WHAT THE EXERCISE ASKS ::
Give the listing again exactly, omitting its images.

[Records from a dataset]
☆ ☆ ☆ ☆ ☆ ☆ ☆
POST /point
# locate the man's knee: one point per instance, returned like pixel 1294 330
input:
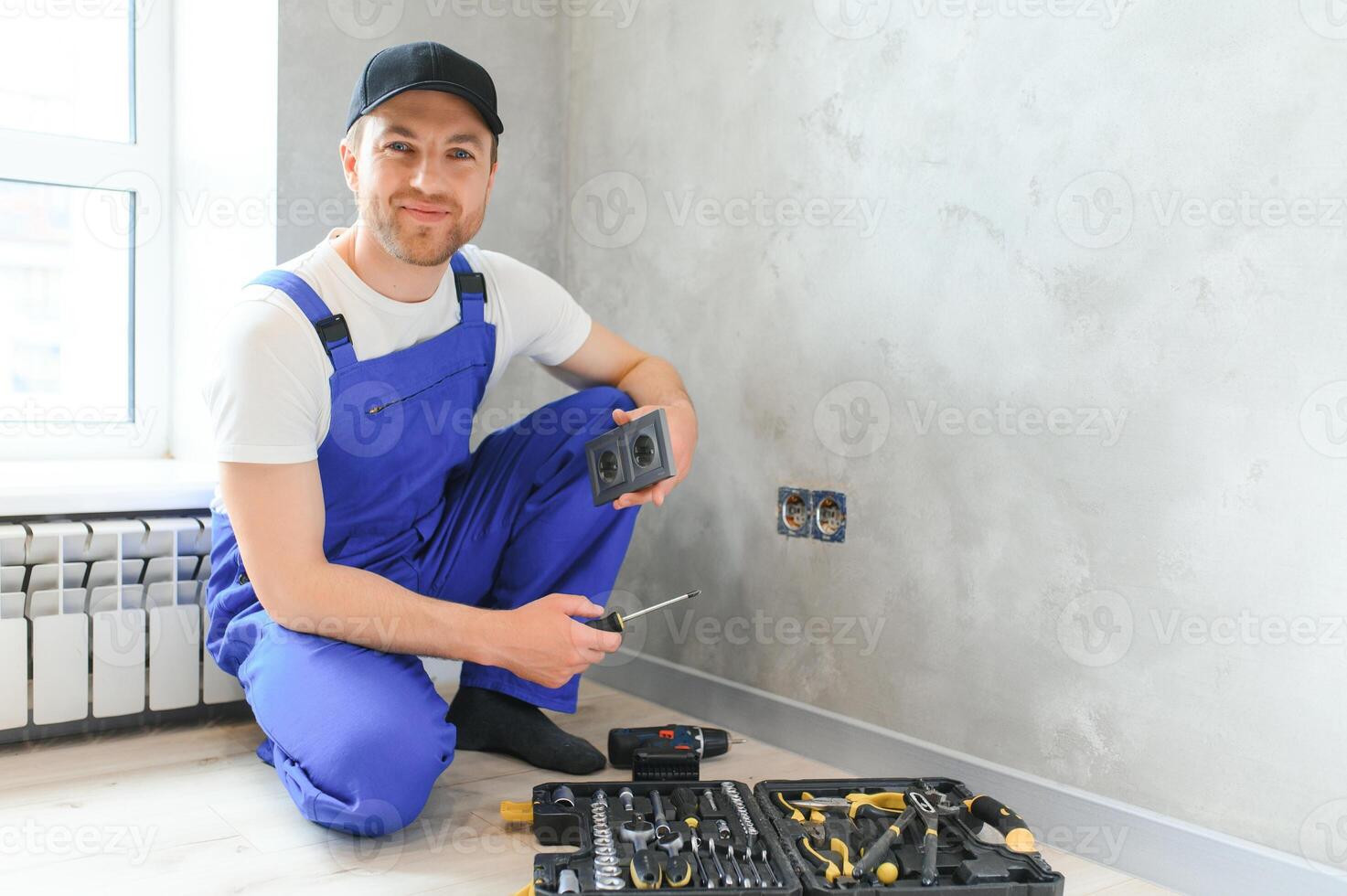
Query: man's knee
pixel 379 776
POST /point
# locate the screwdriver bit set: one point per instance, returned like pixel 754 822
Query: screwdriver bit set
pixel 783 837
pixel 697 837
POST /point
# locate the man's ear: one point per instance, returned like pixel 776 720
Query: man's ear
pixel 347 166
pixel 490 182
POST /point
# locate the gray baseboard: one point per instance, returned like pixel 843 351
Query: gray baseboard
pixel 1133 839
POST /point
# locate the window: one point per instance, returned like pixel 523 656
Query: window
pixel 84 261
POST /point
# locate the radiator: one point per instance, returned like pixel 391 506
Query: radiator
pixel 102 625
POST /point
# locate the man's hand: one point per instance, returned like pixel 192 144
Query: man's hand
pixel 682 434
pixel 541 643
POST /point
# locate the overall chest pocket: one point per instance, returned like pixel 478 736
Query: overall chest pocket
pixel 379 406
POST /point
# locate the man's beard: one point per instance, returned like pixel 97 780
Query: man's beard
pixel 416 243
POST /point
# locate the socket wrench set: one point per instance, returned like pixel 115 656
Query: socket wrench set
pixel 786 837
pixel 698 837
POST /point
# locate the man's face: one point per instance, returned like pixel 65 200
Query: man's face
pixel 422 174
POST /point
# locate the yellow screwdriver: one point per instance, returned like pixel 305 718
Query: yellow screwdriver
pixel 615 622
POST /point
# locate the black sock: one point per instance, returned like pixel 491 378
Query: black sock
pixel 497 722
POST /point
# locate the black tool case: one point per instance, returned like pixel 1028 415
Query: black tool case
pixel 966 864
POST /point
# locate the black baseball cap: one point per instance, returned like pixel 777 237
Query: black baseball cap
pixel 423 66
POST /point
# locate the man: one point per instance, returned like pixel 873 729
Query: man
pixel 353 529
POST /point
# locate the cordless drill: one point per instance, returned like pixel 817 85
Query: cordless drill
pixel 706 742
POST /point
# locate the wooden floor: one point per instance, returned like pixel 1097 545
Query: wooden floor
pixel 191 810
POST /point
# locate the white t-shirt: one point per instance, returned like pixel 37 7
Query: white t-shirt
pixel 265 384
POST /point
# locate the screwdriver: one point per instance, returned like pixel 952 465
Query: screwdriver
pixel 615 622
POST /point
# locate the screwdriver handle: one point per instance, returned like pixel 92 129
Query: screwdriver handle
pixel 686 805
pixel 930 848
pixel 611 623
pixel 1019 837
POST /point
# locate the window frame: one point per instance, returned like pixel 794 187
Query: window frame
pixel 144 167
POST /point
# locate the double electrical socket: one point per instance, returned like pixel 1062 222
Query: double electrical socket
pixel 811 514
pixel 631 457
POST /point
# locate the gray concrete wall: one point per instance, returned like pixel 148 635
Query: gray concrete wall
pixel 1073 401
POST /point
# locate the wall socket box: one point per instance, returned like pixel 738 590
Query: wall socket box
pixel 631 457
pixel 811 514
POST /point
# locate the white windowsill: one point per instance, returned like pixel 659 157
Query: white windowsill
pixel 31 488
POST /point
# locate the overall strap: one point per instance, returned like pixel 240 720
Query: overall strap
pixel 332 327
pixel 472 290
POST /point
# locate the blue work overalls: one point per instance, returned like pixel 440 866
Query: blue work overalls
☆ ☆ ☆ ☆ ☆ ☆ ☆
ANSWER IN FULL ::
POST /point
# locate the man's knee: one point per instance, returned like pixel 1294 330
input:
Query: man's knee
pixel 379 776
POST /point
# locate the screwdriver bit set: one point per instance, returned like pixel 754 822
Query: screwdriver bit set
pixel 783 837
pixel 697 837
POST /point
# locate the man's ear: one point per instance, returned like pixel 776 720
Query: man's ear
pixel 347 166
pixel 490 182
POST /point
# locate the gray baseboard: one point per instance, returned like pixel 843 351
Query: gray baseboard
pixel 1133 839
POST /point
# locate the window: one point per instance, returned like pixel 523 656
Query: window
pixel 84 261
POST /point
# locate the radiator: one point per instance, returned like pixel 391 506
Query: radiator
pixel 102 625
POST /point
# locate the man's hand: one point per instance, returned like pixel 192 144
Query: man's hand
pixel 682 434
pixel 541 643
POST /point
# locate the overall chest pocket: one point per instance, returned like pixel 478 736
Query: overall chest pocket
pixel 379 406
POST /point
# locate the man's beard: one point per instance, returned like pixel 97 780
Query: man's beard
pixel 416 243
POST /point
# locate the socket wrench set: one point per instance, returned like pixel 115 656
Query: socket wrench set
pixel 786 837
pixel 698 837
POST /point
# locate the man's face: one point per instance, returned like pixel 65 200
Query: man's face
pixel 422 174
POST /point
# locate the yellow screwdriver: one point per instance, returned like pixel 305 718
Query: yellow screwdriver
pixel 615 622
POST /point
# locate the black sock: one point per instance, returned like pixel 491 378
Query: black sock
pixel 497 722
POST /point
# locate the black tool case: one point per instance, returned like pixel 1028 415
Query: black tool case
pixel 966 864
POST /point
# locate the black baseball cap: one point per instance, returned like pixel 777 237
Query: black baseball cap
pixel 423 66
POST /point
# locate the man: one point per instance, returned like pixel 873 729
Query: man
pixel 353 529
POST /point
# locate the cordless drill: one point per instance, returned like pixel 817 85
Query: cordless drill
pixel 706 742
POST /point
# locate the wooden floor: one point per instance, returned like pixel 1097 545
Query: wooden floor
pixel 191 810
POST /point
# locate the white t-shirt: one point per instance, returned like pixel 37 7
Query: white t-shirt
pixel 265 384
POST /point
# locate the screwdriver: one point per instance, returned like pixel 952 465
Query: screwdriver
pixel 615 622
POST /point
# locate the screwdriver handle: one point per instance, returned like pixel 92 129
Query: screwdriver handle
pixel 686 805
pixel 930 848
pixel 611 623
pixel 1019 837
POST /point
# locate the window frame: one point per instance, returned like pixel 794 187
Query: window frame
pixel 144 167
POST /point
# locate the double electrical socket: one point per instance, returned like pixel 1062 222
Query: double electrical socket
pixel 811 514
pixel 631 457
POST /point
# locate the gray concrete wall: one point per instance, returned like pixel 148 635
Query: gray concrete wall
pixel 1073 401
POST /point
# locate the wall socket box: one point per instance, returned like pixel 738 590
Query: wall socket box
pixel 631 457
pixel 811 514
POST /point
# locate the white windowsill: one point per instance, returned like pixel 659 157
Query: white windowsill
pixel 31 488
POST /point
# locate the overall strap: one point per instance, returned like pixel 240 720
Query: overall strap
pixel 332 327
pixel 472 290
POST /point
# locate the blue work overalls: one point per instance, returned like pixel 440 866
Query: blue work overalls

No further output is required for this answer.